Task inputs:
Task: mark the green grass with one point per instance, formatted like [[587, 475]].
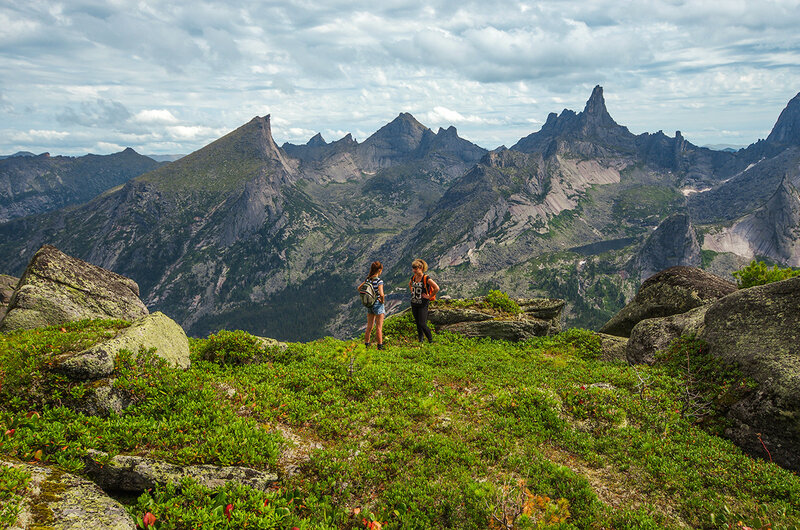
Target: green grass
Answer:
[[463, 433]]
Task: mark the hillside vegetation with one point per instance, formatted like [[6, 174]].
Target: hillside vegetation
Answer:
[[462, 433]]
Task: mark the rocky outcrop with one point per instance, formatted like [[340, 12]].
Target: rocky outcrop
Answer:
[[7, 286], [612, 347], [672, 244], [473, 318], [153, 331], [787, 129], [62, 501], [672, 291], [758, 329], [57, 288], [135, 474], [654, 334]]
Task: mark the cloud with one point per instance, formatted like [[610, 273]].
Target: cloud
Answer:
[[165, 73], [444, 115], [34, 136], [154, 116], [98, 113]]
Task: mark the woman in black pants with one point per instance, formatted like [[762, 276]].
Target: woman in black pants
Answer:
[[423, 290]]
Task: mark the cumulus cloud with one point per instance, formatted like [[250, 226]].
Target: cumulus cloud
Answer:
[[174, 73], [154, 116], [100, 112], [33, 136]]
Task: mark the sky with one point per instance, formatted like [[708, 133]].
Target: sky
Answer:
[[168, 77]]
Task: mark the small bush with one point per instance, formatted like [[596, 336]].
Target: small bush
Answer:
[[500, 301], [757, 273], [232, 347]]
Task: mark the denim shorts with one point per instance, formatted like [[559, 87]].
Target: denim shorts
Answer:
[[377, 308]]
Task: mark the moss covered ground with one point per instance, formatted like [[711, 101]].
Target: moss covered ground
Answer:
[[462, 433]]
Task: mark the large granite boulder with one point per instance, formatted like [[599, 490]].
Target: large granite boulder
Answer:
[[672, 291], [759, 330], [654, 334], [153, 331], [57, 288], [7, 286], [473, 318], [135, 474], [62, 501]]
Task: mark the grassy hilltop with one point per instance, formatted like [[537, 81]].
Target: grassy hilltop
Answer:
[[463, 433]]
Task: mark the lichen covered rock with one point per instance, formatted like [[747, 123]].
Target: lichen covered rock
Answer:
[[153, 331], [672, 291], [136, 474], [57, 288], [758, 329], [654, 334], [7, 286], [475, 318], [62, 501], [612, 347]]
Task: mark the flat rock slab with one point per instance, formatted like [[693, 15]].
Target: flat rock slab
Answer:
[[136, 474], [612, 347], [153, 331], [57, 288], [508, 330], [652, 335], [62, 501]]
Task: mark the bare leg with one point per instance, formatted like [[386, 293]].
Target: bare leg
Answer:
[[370, 323], [379, 328]]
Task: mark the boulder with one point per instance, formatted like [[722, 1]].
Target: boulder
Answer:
[[135, 474], [759, 330], [509, 330], [153, 331], [670, 292], [654, 334], [57, 288], [7, 286], [612, 347], [473, 318], [62, 501]]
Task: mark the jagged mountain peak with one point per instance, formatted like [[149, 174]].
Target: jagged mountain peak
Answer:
[[596, 104], [316, 140], [226, 162], [403, 124], [594, 122], [787, 128]]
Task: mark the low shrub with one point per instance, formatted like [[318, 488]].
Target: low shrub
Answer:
[[232, 347], [757, 273], [501, 301]]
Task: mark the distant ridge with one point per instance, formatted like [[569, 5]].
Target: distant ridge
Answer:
[[243, 233]]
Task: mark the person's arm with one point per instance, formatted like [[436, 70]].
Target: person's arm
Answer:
[[432, 289]]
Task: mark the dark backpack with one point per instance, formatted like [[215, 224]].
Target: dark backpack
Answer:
[[367, 293]]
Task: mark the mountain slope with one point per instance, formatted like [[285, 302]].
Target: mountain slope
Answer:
[[36, 184], [246, 234]]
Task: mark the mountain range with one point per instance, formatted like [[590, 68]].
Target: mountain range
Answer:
[[31, 184], [244, 233]]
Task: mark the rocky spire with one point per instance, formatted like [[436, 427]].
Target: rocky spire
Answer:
[[316, 140], [787, 128]]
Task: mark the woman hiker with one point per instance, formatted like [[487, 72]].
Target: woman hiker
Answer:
[[377, 312], [423, 290]]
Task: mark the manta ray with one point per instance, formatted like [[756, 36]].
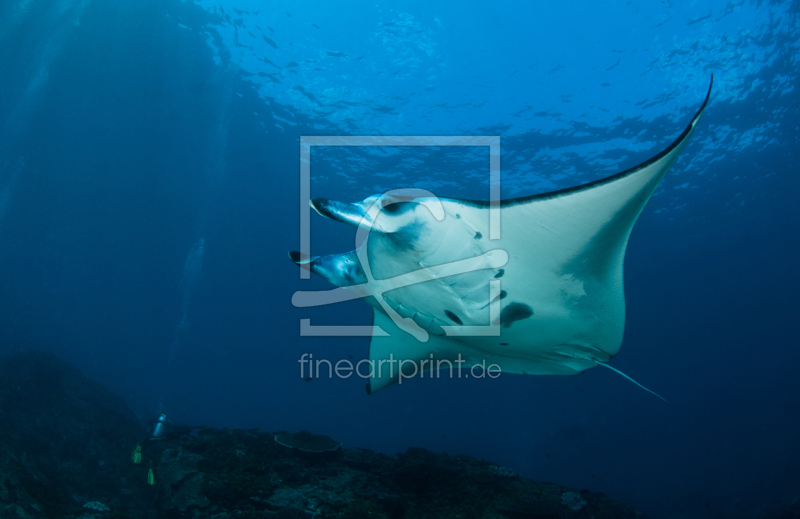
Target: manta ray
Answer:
[[546, 298]]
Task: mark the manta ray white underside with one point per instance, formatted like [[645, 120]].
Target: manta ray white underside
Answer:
[[546, 298]]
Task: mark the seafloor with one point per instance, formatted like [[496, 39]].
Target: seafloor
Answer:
[[66, 445]]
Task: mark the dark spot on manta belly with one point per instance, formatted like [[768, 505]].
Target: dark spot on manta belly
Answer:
[[515, 312], [453, 317]]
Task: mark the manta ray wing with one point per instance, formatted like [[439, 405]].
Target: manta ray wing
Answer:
[[561, 300]]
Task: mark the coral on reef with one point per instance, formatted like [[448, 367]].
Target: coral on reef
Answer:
[[65, 452]]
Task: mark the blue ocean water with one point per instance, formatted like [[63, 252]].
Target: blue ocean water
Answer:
[[150, 189]]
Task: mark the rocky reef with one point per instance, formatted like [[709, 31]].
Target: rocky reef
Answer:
[[66, 444]]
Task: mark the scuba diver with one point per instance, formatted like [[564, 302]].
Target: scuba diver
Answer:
[[162, 429]]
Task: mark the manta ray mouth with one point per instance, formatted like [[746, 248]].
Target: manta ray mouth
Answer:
[[350, 214]]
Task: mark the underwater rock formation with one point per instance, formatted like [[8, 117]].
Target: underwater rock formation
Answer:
[[65, 452]]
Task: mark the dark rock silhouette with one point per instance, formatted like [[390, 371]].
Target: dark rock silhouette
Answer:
[[66, 444]]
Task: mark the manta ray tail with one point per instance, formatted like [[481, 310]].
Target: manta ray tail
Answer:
[[615, 370]]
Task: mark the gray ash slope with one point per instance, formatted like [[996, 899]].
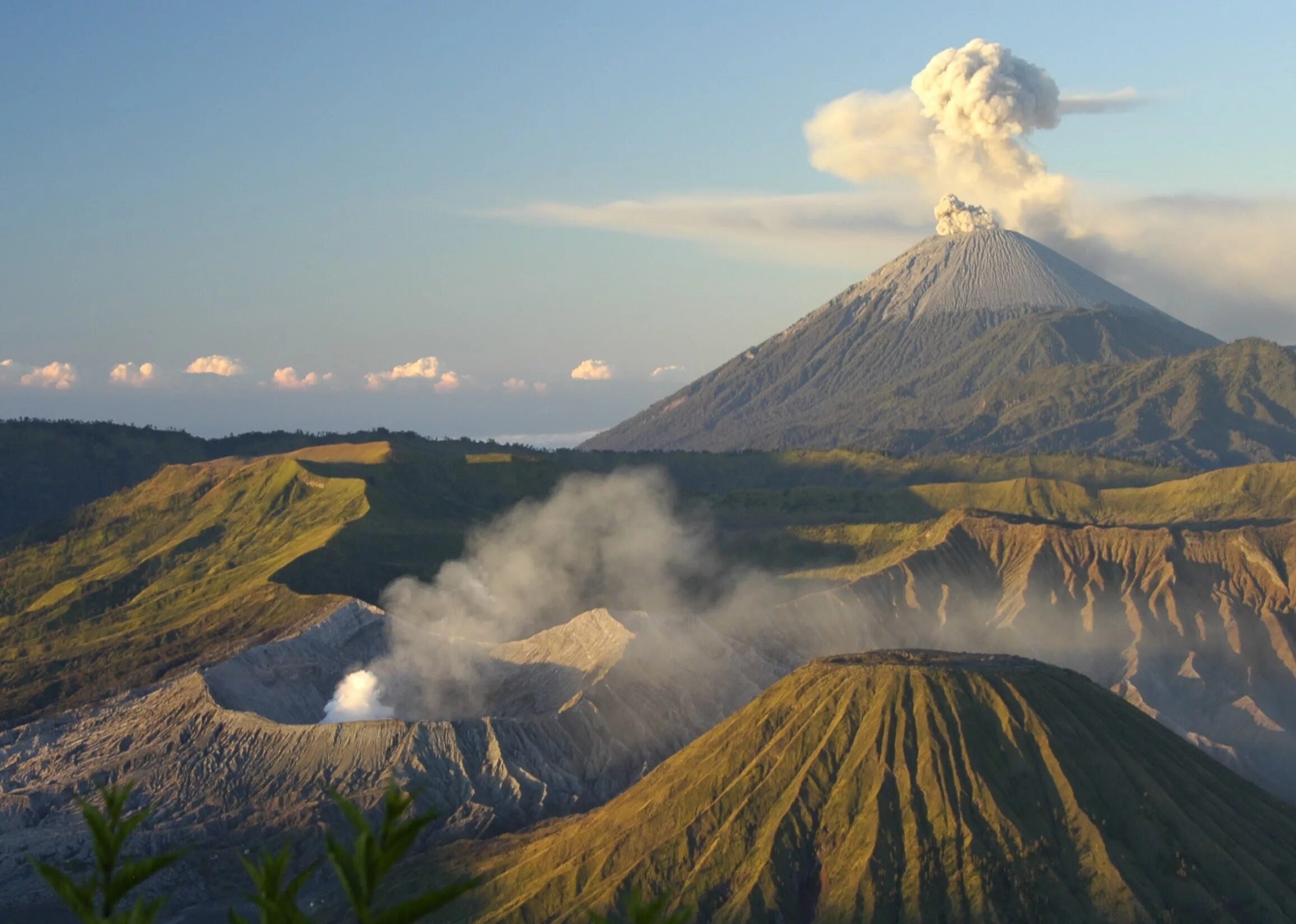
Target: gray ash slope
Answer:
[[922, 355]]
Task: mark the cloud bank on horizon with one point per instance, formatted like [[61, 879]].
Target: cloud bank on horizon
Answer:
[[427, 368], [52, 376], [593, 369], [215, 364], [963, 126], [130, 373]]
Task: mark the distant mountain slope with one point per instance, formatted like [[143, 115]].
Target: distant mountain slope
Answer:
[[917, 787], [50, 467], [1197, 626], [993, 343], [151, 580]]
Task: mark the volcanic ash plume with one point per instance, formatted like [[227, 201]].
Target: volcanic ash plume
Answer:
[[954, 215], [357, 699]]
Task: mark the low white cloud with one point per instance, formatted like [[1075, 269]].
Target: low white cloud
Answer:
[[449, 381], [593, 369], [215, 364], [130, 373], [52, 376], [427, 368], [288, 377]]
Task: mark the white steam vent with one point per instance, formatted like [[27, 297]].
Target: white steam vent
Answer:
[[954, 215], [355, 700]]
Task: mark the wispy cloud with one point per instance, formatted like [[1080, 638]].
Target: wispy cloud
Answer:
[[820, 228], [130, 373], [215, 364], [1116, 101], [52, 376], [593, 369]]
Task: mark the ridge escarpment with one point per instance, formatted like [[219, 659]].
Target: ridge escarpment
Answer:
[[917, 788]]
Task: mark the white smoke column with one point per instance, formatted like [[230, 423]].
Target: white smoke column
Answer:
[[599, 540], [355, 700], [954, 215]]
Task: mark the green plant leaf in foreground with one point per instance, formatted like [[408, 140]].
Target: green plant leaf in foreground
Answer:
[[95, 900], [362, 867]]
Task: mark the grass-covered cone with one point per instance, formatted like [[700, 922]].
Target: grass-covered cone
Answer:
[[919, 787]]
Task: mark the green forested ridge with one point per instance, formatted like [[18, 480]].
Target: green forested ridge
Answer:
[[204, 559], [914, 787]]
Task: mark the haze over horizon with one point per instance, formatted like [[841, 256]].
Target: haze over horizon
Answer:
[[230, 219]]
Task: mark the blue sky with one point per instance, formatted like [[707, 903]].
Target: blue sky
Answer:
[[342, 188]]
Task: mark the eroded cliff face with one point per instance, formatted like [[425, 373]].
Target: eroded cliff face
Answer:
[[234, 756], [1195, 627]]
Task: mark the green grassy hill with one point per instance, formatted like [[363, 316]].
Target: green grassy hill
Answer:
[[208, 558], [174, 571], [914, 787]]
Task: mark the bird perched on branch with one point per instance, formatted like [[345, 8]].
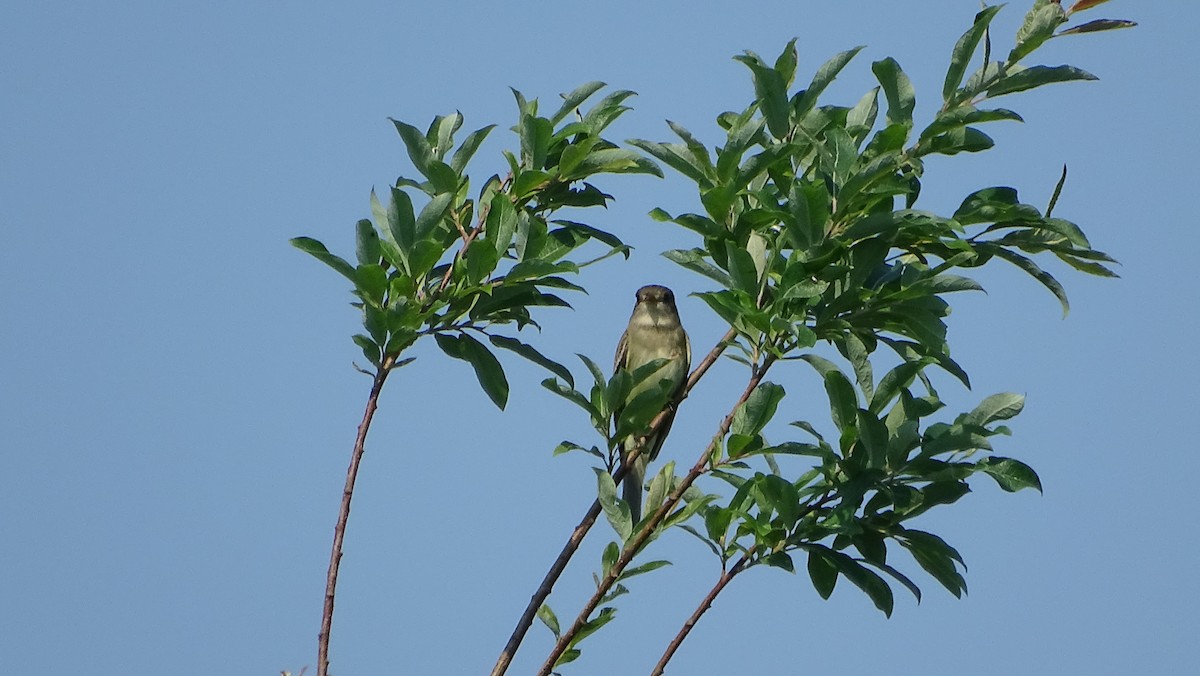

What the task asks:
Wherever the word "hilltop" appears in the listing above, copy that line.

Completed exercise:
Task: mark the grassy hilltop with one point per instance, formatted like [[537, 81]].
Target: grassy hilltop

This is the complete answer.